## Instructions to follow
Format every line of the items below as a JSON list of strings, one string per line, leaving out blank lines.

■ ■ ■ ■ ■

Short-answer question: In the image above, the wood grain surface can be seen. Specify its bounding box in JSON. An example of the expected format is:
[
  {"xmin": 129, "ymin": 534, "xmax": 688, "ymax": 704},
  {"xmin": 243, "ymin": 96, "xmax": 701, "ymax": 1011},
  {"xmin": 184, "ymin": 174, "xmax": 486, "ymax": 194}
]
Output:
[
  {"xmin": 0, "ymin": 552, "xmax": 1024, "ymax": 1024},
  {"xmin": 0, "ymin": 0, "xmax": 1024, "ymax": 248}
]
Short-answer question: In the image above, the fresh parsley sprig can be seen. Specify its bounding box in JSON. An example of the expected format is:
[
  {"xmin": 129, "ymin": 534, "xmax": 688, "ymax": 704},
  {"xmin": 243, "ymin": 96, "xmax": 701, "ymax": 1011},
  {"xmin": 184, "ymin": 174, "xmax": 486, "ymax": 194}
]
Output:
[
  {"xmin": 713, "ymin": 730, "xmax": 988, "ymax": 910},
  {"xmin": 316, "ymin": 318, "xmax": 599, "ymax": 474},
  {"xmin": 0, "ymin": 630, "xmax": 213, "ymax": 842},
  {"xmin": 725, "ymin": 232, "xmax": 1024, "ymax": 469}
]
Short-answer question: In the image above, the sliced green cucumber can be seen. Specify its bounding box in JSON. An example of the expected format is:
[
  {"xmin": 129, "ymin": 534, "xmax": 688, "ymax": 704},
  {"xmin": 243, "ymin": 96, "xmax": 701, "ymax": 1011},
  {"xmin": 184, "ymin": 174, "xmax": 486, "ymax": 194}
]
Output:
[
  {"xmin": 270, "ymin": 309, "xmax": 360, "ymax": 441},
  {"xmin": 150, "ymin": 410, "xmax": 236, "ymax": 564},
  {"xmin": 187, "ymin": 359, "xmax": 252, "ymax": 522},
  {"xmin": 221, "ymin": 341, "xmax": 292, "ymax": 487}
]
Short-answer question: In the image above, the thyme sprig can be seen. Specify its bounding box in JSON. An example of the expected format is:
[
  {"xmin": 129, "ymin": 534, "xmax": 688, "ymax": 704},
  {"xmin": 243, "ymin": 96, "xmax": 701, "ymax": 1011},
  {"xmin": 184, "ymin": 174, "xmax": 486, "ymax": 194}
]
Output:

■ ■ ■ ■ ■

## Task answer
[
  "Short-answer question: In the image above, the wood grain surface can be seen. Specify its bounding box in JSON. An example of the expected format is:",
  "[",
  "  {\"xmin\": 129, \"ymin\": 534, \"xmax\": 688, \"ymax\": 704},",
  "  {\"xmin\": 243, \"ymin\": 96, \"xmax\": 701, \"ymax\": 1011},",
  "  {\"xmin\": 184, \"ymin\": 174, \"xmax\": 486, \"ymax\": 194}",
  "]",
  "Output:",
  "[",
  "  {\"xmin\": 0, \"ymin\": 552, \"xmax\": 1024, \"ymax\": 1024},",
  "  {\"xmin\": 0, \"ymin\": 0, \"xmax\": 1024, \"ymax\": 248}",
  "]",
  "Short-answer question: In the image above, the fresh parsley sprig can be seen. Specify its bounding box in JSON. An example of the expected format is:",
  "[",
  "  {\"xmin\": 129, \"ymin\": 534, \"xmax\": 688, \"ymax\": 704},",
  "  {\"xmin\": 243, \"ymin\": 96, \"xmax\": 701, \"ymax\": 1011},",
  "  {\"xmin\": 184, \"ymin\": 174, \"xmax\": 486, \"ymax\": 194}",
  "]",
  "Output:",
  "[",
  "  {\"xmin\": 713, \"ymin\": 730, \"xmax\": 988, \"ymax\": 910},",
  "  {\"xmin\": 316, \"ymin\": 318, \"xmax\": 599, \"ymax\": 474},",
  "  {\"xmin\": 0, \"ymin\": 630, \"xmax\": 213, \"ymax\": 842},",
  "  {\"xmin\": 725, \"ymin\": 232, \"xmax\": 1024, \"ymax\": 469}",
  "]",
  "Short-answer question: In the image above, the sliced green cucumber can be seen. Specify its bounding box in JSON. An example of the expected format is:",
  "[",
  "  {\"xmin\": 129, \"ymin\": 534, \"xmax\": 688, \"ymax\": 704},",
  "  {\"xmin\": 243, \"ymin\": 96, \"xmax\": 701, \"ymax\": 1011},",
  "  {\"xmin\": 184, \"ymin\": 174, \"xmax\": 486, \"ymax\": 194}",
  "]",
  "Output:",
  "[",
  "  {\"xmin\": 270, \"ymin\": 309, \"xmax\": 360, \"ymax\": 441},",
  "  {\"xmin\": 150, \"ymin\": 410, \"xmax\": 236, \"ymax\": 564},",
  "  {\"xmin\": 187, \"ymin\": 359, \"xmax\": 252, \"ymax\": 522},",
  "  {\"xmin\": 221, \"ymin\": 341, \"xmax\": 292, \"ymax\": 487}",
  "]",
  "Short-answer question: In the image above, the thyme sprig can be seen. Specify its bounding box in JSON. An example of the expected format is:",
  "[",
  "  {\"xmin\": 129, \"ymin\": 534, \"xmax\": 688, \"ymax\": 704},",
  "  {\"xmin\": 243, \"ymin\": 96, \"xmax\": 701, \"ymax\": 1011},",
  "  {\"xmin\": 184, \"ymin\": 174, \"xmax\": 486, \"ymax\": 194}",
  "]",
  "Output:"
]